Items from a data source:
####

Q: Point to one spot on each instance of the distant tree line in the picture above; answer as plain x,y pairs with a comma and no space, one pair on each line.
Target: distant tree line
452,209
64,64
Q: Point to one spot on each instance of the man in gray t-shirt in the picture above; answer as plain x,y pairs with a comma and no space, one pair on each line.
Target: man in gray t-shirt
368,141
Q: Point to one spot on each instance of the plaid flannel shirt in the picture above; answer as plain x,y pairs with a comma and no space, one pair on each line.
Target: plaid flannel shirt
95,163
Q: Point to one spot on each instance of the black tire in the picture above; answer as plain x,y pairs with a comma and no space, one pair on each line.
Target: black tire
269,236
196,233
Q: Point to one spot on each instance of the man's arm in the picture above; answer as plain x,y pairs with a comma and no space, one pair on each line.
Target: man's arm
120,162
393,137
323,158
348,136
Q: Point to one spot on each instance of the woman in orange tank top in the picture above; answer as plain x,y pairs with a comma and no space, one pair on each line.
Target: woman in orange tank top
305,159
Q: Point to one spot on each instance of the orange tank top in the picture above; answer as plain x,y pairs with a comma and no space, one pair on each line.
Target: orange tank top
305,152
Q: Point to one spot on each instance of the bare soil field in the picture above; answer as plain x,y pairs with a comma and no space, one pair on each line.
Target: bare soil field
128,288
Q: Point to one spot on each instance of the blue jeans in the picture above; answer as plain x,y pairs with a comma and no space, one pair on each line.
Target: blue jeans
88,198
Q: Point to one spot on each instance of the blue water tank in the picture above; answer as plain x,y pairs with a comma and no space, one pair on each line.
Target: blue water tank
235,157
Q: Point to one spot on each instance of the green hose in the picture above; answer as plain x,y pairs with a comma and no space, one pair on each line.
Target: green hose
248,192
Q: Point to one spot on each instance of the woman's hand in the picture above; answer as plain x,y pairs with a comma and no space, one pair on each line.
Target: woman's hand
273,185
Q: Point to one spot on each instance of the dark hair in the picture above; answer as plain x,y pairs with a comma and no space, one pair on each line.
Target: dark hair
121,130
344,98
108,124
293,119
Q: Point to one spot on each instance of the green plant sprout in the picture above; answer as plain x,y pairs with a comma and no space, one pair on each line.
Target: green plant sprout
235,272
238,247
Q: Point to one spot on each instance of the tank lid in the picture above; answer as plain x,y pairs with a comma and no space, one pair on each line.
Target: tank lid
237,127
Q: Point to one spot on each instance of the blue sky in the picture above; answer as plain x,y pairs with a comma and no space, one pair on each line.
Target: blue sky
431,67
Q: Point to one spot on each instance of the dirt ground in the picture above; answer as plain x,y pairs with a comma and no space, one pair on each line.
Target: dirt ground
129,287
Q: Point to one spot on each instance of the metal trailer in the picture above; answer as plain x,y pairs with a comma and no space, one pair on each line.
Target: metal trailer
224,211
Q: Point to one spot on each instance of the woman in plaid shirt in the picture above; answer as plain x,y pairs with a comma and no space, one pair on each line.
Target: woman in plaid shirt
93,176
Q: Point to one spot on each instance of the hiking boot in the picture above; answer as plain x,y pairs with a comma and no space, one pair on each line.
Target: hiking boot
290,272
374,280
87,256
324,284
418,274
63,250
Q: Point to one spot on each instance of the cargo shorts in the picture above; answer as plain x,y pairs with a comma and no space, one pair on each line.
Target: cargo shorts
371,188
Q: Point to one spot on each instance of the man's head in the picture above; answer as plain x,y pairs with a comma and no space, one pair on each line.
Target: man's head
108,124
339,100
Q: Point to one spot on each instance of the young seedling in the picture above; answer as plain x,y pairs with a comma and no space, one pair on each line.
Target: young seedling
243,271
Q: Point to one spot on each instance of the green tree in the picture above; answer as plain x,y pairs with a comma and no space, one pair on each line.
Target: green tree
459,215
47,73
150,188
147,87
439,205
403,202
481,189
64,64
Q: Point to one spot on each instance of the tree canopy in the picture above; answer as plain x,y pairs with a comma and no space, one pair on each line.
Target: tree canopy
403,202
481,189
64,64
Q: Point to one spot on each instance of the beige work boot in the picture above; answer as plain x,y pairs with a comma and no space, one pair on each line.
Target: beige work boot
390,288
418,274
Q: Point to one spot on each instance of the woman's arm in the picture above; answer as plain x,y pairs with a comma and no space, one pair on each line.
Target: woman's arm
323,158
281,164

####

## What the task asks:
Copy all of the data above line for line, changing nothing.

## Exercise output:
Q: Point to one spot on each instance of the distant tree line in the picture above; answer as plain x,y pairs with a comma and no space, one pair on each line.
Target: distant tree line
452,209
64,64
Q: Point to one spot on each instance of the man in gray t-shirt in the picture above; answer as plain x,y pairs with a comma and no space, one pair on each line.
Target: man in gray t-shirt
368,141
Q: Point to one spot on each instance of the plaid flannel shirt in the picture above; answer as plain x,y pairs with a comma and no space, one pair on each line.
Target: plaid flannel shirt
95,163
Q: Point to one spot on each instance of the black tire in the picture above; answer as plain x,y pairs with a comma and no space, one pair on each line.
Target: black tire
269,236
196,233
Q: Point to one spot on each instance of the man's arm in the picture above; answer as plain x,y pairs with a comma and no space, one pair on each line.
Target: man's arm
120,162
393,137
323,158
348,136
Q: Point to one spot on each instance of the woman in orange tank top in the picture above; answer as plain x,y pairs with a comma and no space, one pair on each line.
Target: woman in orange tank top
305,159
Q: Point to one spot on each instance of the orange tank top in the picture above; answer as plain x,y pairs with a comma and no space, one pair on each line.
Target: orange tank top
305,152
Q: Point to one spot on each instance of the bare soil field in the picture above; answer as plain x,y pairs with a comma and no space, one pair on each line.
Target: bare soil field
128,288
Q: Point to one spot on each instance of the blue jeans in the picture above; answer as plain x,y pairs with a comma and no space, one pair on each line.
Target: blue jeans
88,198
Q: Point to one spot on each instance of the blue water tank in the picture above; answer as plain x,y pairs with a comma and no space, one pair on each line.
Target: blue water tank
235,157
Q: Point to one spot on each instance of the green hose in the picture above; answer as plain x,y pairs with a comma and no space, one pair on each line.
Target: green hose
248,192
Q: Point to one spot on each instance of the woman's hand in the picture above; answer as plain x,y pairs with a comma and no space, one pair on each line.
Target: woman's hand
273,185
Q: Point to one spot on each instance of the dark hair in the picture above; answer as plain x,y pairs with a comma and no space, one pair on each line.
Target: dark hair
121,130
344,98
108,124
293,119
Q: Point to one spot on each instance of the green plant sprout in the picture above; answer as plain x,y pairs with a comma and no space, one pair on each line.
Target: green plant sprout
235,272
238,247
Q: Point to one spot on each instance of the tank lid in the picture above; answer as plain x,y pairs with a comma and no space, one pair on each line.
Target: tank lid
237,127
Q: Point to one spot on each instance of the blue sky in the picture above; answer as plain x,y pairs with a comma and no space, one pair on each line.
Target: blue sky
431,67
Q: Point to one spot on each instance of the dirt ground in the picture above; answer as plain x,y pairs with a comma and no space, one pair on each line.
Target: dirt ground
129,287
Q: Point to one spot on each instance of the metal trailer in the picture above; answer as plain x,y pairs with a comma and no space, one pair on each line.
Target: metal trailer
224,211
Q: Point to one spot on each instance of the woman in plaid shirt in the picture above; answer as plain x,y pairs with a comma and no space, one pair on each line.
Target: woman in plaid shirt
93,176
Q: Point to one spot on each instance of the hiking boot in the picture above; answer as plain x,y pairs with a comma and no space, one pair on each line.
Target: hiking boot
290,272
374,280
87,256
324,284
418,274
63,250
Q: Point to one spot on each instance of the cargo shorts in the picture above; answer as plain x,y pairs with a comma and no space, one pair on each line.
Target: cargo shorts
371,188
Q: Point to one spot on each instance of the man's head in the picture above; answer as plain x,y pairs with a comma and no space, one pair on each line.
Target: man's head
108,124
339,100
Q: Point to one spot on each instance of the young seedling in the picture above; answer as plain x,y pairs with a comma and no space, one pair on each line.
Target: young seedling
243,271
Q: Point to one spot on each instance of the green tree in the picture above; answer as plain x,y pairs with a comma and no space, one pair on each line.
Target: green tree
459,215
47,73
150,188
147,87
439,205
403,202
481,189
64,64
Q: Point to one spot on each instance of the tree canopy in the picture above; answer as plain x,y pairs with a comma and no space, one pair on each line.
Target: tree canopy
403,202
481,189
64,64
Q: Point to one spot on each instance of the beige work boot in the picture above; answer as plain x,y pairs with a comma and no space, one pair on each line.
Target: beige work boot
390,288
418,274
Q: Point to one spot on each instance of the woman's arm in the picture above; answer as plain x,y pairs with a comma and no space, one pair on each line.
Target: woman's arm
323,158
281,164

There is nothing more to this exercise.